** WRITTEN INSTRUCTION **
Write the data below out exactly as it stands. Do not include the pictures.

— Begin TASK MATERIAL —

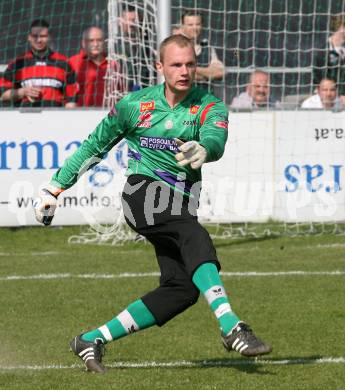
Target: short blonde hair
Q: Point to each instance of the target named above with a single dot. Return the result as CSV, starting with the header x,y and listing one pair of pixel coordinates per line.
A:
x,y
179,39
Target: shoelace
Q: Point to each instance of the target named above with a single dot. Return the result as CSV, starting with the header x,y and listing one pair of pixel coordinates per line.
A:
x,y
99,350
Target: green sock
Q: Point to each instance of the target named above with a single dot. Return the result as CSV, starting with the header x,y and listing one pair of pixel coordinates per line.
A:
x,y
135,317
208,281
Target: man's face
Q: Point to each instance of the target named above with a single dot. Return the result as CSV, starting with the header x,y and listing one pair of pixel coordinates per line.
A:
x,y
178,67
192,26
128,22
259,88
327,91
38,39
94,43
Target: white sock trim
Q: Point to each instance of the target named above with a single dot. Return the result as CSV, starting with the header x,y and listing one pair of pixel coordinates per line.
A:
x,y
214,293
106,332
127,322
222,309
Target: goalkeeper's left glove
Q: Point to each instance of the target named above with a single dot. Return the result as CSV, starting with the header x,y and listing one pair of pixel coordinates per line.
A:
x,y
45,204
191,152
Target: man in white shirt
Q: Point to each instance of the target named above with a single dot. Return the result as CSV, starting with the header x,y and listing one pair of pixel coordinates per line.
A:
x,y
329,62
257,93
325,98
210,67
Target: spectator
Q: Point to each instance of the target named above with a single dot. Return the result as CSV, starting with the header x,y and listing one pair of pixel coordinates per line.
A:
x,y
40,77
134,48
90,66
257,94
330,62
176,30
326,96
209,65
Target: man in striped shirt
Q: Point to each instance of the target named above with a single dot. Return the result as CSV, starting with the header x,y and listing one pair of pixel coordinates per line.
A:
x,y
40,77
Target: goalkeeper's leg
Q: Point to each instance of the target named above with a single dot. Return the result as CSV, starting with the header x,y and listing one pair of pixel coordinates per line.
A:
x,y
90,346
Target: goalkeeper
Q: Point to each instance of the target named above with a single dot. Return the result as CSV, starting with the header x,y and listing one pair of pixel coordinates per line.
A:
x,y
172,129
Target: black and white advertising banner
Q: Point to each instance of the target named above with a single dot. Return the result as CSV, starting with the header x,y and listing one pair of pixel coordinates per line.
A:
x,y
283,165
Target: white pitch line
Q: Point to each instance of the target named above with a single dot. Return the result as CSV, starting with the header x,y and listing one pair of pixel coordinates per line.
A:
x,y
234,249
186,363
157,274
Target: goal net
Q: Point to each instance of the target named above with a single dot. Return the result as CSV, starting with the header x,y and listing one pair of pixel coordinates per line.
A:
x,y
301,154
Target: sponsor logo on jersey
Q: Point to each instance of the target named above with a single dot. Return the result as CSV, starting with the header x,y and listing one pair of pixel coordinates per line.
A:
x,y
194,109
147,106
222,124
159,143
144,120
112,112
169,124
189,123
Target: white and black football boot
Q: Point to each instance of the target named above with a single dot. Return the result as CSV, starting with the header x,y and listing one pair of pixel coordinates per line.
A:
x,y
243,340
91,353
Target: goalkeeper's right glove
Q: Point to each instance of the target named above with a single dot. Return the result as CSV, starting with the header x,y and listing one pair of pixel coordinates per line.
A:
x,y
45,204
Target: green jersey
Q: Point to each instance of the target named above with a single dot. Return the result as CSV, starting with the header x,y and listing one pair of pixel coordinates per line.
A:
x,y
150,125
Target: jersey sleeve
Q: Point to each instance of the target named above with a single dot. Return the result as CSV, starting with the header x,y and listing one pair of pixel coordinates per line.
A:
x,y
213,132
108,133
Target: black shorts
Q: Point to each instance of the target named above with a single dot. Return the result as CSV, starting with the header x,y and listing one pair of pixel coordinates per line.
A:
x,y
168,220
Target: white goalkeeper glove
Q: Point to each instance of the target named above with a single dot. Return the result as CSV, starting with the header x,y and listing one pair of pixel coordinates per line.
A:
x,y
191,152
45,204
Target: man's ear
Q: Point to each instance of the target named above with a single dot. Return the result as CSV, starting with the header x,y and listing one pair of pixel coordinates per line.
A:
x,y
159,67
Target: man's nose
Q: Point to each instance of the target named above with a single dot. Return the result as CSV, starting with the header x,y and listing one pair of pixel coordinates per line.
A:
x,y
184,69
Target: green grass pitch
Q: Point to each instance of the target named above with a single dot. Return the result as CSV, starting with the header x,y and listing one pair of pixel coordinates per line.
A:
x,y
301,314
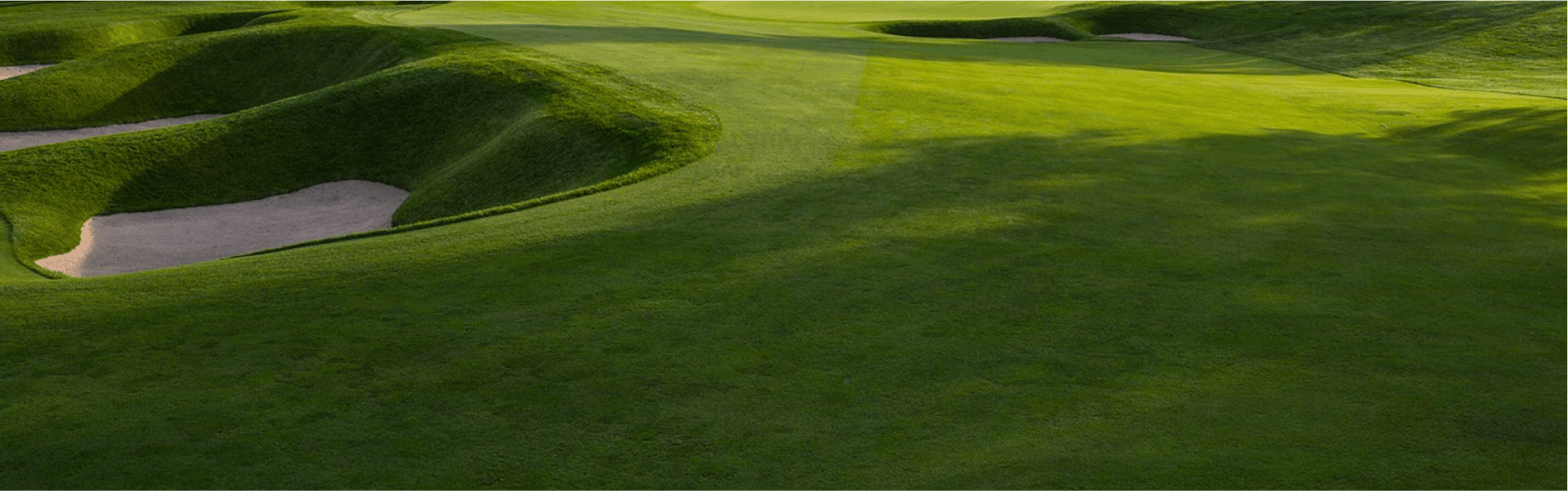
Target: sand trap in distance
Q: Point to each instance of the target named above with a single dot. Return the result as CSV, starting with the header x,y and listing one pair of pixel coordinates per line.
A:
x,y
1147,37
136,242
20,69
1031,39
20,140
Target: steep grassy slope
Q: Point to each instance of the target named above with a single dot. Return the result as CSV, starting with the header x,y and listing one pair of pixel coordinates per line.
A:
x,y
908,264
38,32
465,124
1493,46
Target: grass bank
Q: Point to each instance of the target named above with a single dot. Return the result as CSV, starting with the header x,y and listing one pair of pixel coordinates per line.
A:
x,y
461,123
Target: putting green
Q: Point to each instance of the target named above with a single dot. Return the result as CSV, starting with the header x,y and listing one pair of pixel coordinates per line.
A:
x,y
906,264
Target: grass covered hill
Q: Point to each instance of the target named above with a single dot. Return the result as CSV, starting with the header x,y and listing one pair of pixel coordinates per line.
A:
x,y
903,264
463,123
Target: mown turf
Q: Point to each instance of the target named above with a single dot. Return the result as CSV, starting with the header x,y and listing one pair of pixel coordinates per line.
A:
x,y
1498,46
908,264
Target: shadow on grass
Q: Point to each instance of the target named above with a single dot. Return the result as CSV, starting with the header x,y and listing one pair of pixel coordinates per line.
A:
x,y
922,297
1529,138
1106,54
1330,35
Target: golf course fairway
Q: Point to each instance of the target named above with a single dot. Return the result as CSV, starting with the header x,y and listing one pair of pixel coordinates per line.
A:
x,y
800,245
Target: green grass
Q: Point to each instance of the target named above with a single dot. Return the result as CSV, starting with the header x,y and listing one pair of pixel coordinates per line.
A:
x,y
461,123
906,264
1496,46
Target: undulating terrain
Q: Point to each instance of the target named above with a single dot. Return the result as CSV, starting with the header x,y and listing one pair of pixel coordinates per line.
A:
x,y
800,245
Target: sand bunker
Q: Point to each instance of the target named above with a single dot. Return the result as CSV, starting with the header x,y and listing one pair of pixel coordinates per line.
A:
x,y
20,69
1031,39
20,140
136,242
1145,37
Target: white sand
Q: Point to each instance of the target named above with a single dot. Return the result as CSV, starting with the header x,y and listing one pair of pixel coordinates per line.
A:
x,y
1031,39
136,242
20,140
1147,37
20,69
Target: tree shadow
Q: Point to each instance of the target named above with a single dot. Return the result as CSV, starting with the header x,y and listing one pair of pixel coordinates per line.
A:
x,y
1106,54
947,294
1532,140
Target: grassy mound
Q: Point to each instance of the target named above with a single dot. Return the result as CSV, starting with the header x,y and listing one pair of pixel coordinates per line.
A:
x,y
461,123
38,32
906,266
1491,46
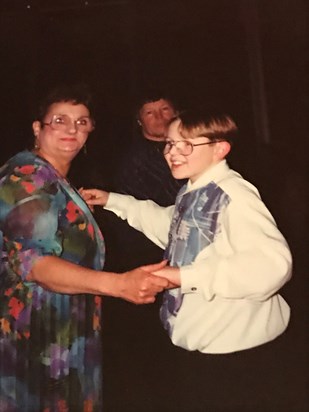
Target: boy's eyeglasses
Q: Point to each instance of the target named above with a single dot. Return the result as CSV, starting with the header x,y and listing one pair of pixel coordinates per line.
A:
x,y
64,122
184,147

— End TASK MATERIAL —

** TASK OUTPUT **
Target: short blonde hair
Q: Point to each instance of the target named above with a single dot. Return the result as CSV, starting with the header x,y and listing one pair of pixel coordinates per line.
A:
x,y
179,39
Target: shoelace
Q: Point to each instance of the target named above with a single dot. Return the result as CSV, starting with the header x,y and listing one pair of pixel coordinates per line.
A:
x,y
99,350
Target: green sock
Q: Point to each instance of the target named above with a single dot. Return the result as CSV, starting with the header x,y and listing one pair of pixel coordinates per line.
A:
x,y
135,317
208,281
Target: man's face
Q: Point to each instance of the target named above with a single dot. Return the result as CSV, starting with the header x,y and listing one pair of pixel coordinates per line.
A:
x,y
178,67
192,26
128,22
259,88
327,91
38,39
94,43
Target: white sock trim
Q: Point to each instance of the target named above with a single dot. Return the result as CSV, starting with the header x,y and listing one pair of pixel coordinates per line.
A:
x,y
214,293
106,332
127,322
222,309
Target: goalkeeper's left glove
Q: Point to each instance of the target named above with a single dot. Return the result as CSV, starting with the header x,y and listing one pair of pixel coordinates per line.
A:
x,y
45,204
191,152
Target: man in white shirt
Q: Point to each instance of the target named above with a single dot. Return the result as CSV, starting with the header x,y and listing one pair of pixel coordinates per line.
A:
x,y
329,62
257,93
325,98
210,67
Target: spectator
Q: Point to each instance of the target named above with a single dot. Return the result as CSV, starting with the header x,y and listing one pair of pixel coordinates per line.
A:
x,y
40,77
134,48
90,66
257,94
330,62
176,30
326,96
209,65
Target: man in striped shirt
Q: Point to each instance of the target named above with a single dot. Return the result as CSV, starting with the header x,y and listing one pair of pixel coordinates per line.
A:
x,y
40,77
Target: goalkeeper's leg
Q: Point to each instance of the target named above with a single dot. Return the result as CSV, starting with the header x,y and listing one pair of pixel coordinates per line.
A:
x,y
90,346
Target: goalkeeper
Q: Point to each instance of the target named above with a single dot. Return the result as CSV, starting with the header x,y and listing one pair of pixel coordinates per line.
A:
x,y
172,129
Target: black and white advertising banner
Q: Point to each instance of the target named above with a single dot. Return the result as CSV, starting with the header x,y and listing one pair of pixel coordinates per line.
A:
x,y
283,165
Target: white pitch line
Q: Point to each instance of the target named above with a single dot. Return the result as CSV, starting with the header x,y and listing one pair of pixel coordinates per line.
A:
x,y
234,249
186,363
157,274
Target: goal net
Q: Point to each instance of the target named above with a single dot. Return the result as CSV, starting with the header x,y and listing one pair of pixel coordinates per line.
A:
x,y
301,154
Target: sponsor logo on jersey
Q: Point to each instance of the target named above with a single dot. Return the result as CSV, starting with the header x,y and listing one pair of pixel coordinates per line.
A:
x,y
194,109
147,106
222,124
159,143
144,120
112,112
169,124
189,123
Target: white and black football boot
Q: Point to each instance of the target named above with a single dot. Return the result as CSV, starting with the header x,y and listing one pair of pixel coordinates per line.
A:
x,y
243,340
91,353
Target: goalkeeper's right glove
Q: Point to each instance of the target named above with a single dot. Return the result as CSV, starting with the header x,y and listing one pair of pixel coordinates per line.
A:
x,y
45,204
Target: green jersey
Q: Point to each instance of the target named above with a single dot. Return the result as CSV, starting with the header x,y and listing one pair of pixel coordinates per line.
A:
x,y
150,125
Target: jersey sleeve
Q: Point to each instance of the target named above with a single dot. Return the result as CSV, starting with the header x,y and listing one pair of pixel coordinates per line.
A:
x,y
213,132
108,133
Target: black shorts
Q: Point to each instance of the target named above with a single dot. Return the result as CSV, starting with the header x,y and listing one pair of pixel coordinates per line.
A:
x,y
168,220
Target: white goalkeeper glove
Q: Point to each instance of the target named above with a single dot. Return the result as CSV, starting with the header x,y and listing one pair of pixel coordinates per line.
A:
x,y
191,152
45,204
Target: man's ear
Q: Point to each instance of the target named above with a single dot. Return the result as CSV, starting with the header x,y and listing one pair of pixel coordinates per line.
A:
x,y
159,67
Target: man's nose
Q: Point to each instance of the target named above with a single dot. Return the result as CSV, starting with the header x,y and listing one pair of pixel coordinates per line.
A:
x,y
184,69
Target: green grass pitch
Q: Point to each instance of the target named above with a single dot. Return the result as CSV, starting with the header x,y and listing one pair of pixel coordinates per line.
A:
x,y
301,314
Target: sand trap in distance
Q: Point to each instance of the target named above with a single dot. Return the result as CSV, starting with the header x,y and listing one pair of pixel coordinates per line.
A:
x,y
1147,37
136,242
20,69
1031,39
20,140
Target: steep grassy slope
Q: Point to each instance of the target named above with a single dot. Return the result as CSV, starting with the header x,y and listing one pair of pixel coordinates per line.
A:
x,y
908,264
38,32
465,124
1493,46
Target: grass bank
Q: Point to each instance of the target named above with a single dot. Return the result as CSV, starting with the header x,y and listing one pair of pixel coordinates per line.
A:
x,y
461,123
Target: putting green
Q: Point to each instance of the target named above with a single dot. Return the result as CSV, starting with the header x,y and listing one pair of pixel coordinates per line.
A:
x,y
906,264
Target: grass covered hill
Q: Point to each instance of the target named above with a single dot. Return the result as CSV, starting with the header x,y and listing one pair of pixel coordinates per line.
A:
x,y
903,264
463,123
Target: mown turf
Q: Point to each instance of the target named above with a single dot. Return the result as CSV, starting with the header x,y and listing one pair of pixel coordinates per line.
A:
x,y
1498,46
908,264
Target: shadow on grass
Q: Point to each instance of the target named above with a single dot. Return the result as CSV, starting with the header x,y and listing one pair of pixel coordinates per line.
A:
x,y
922,297
1529,138
1106,54
1330,35
Target: golf course fairway
Q: Point to each instance of the target named above with a single dot. Return the result as CSV, starting with the header x,y and listing one pair of pixel coordinates per line.
A:
x,y
800,245
Target: green grass
Q: Point to each instance of the target named above with a single dot. Return the result as CSV, starting with the header x,y and listing one pair of pixel coordinates per line.
A:
x,y
461,123
906,264
1496,46
Target: undulating terrain
Q: Point to each instance of the target named above with a single dot. Return the result as CSV, starting with the header x,y and listing one pair of pixel coordinates per line.
A:
x,y
800,245
Target: sand bunker
Q: Point to each instance of the target named above with a single dot. Return the result as CSV, starting with the header x,y and listing one pair of pixel coordinates per line.
A:
x,y
20,69
1031,39
20,140
136,242
1145,37
Target: white sand
Q: Point to each instance of the target named above with a single dot. Return the result as CSV, starting with the header x,y and listing one pair of pixel coordinates per line.
A:
x,y
1031,39
136,242
20,140
1147,37
20,69
Target: tree shadow
Q: Point to each instance of the target named above with a single dot. Return the result as CSV, starting with the header x,y and listing one pair of pixel coordinates per line.
A:
x,y
1106,54
947,294
1532,140
Target: grassy mound
Q: Point to each instance of the target named above with a single dot. Return the result as CSV, starting with the header x,y and listing one pair of pixel coordinates per line.
A:
x,y
461,123
38,32
906,266
1491,46
Target: boy's eyeglasses
Q: Point to each instance of the target named above with a single dot. Return the result as CSV, starting with the header x,y and listing one pair of pixel coordinates per line.
A:
x,y
64,122
184,147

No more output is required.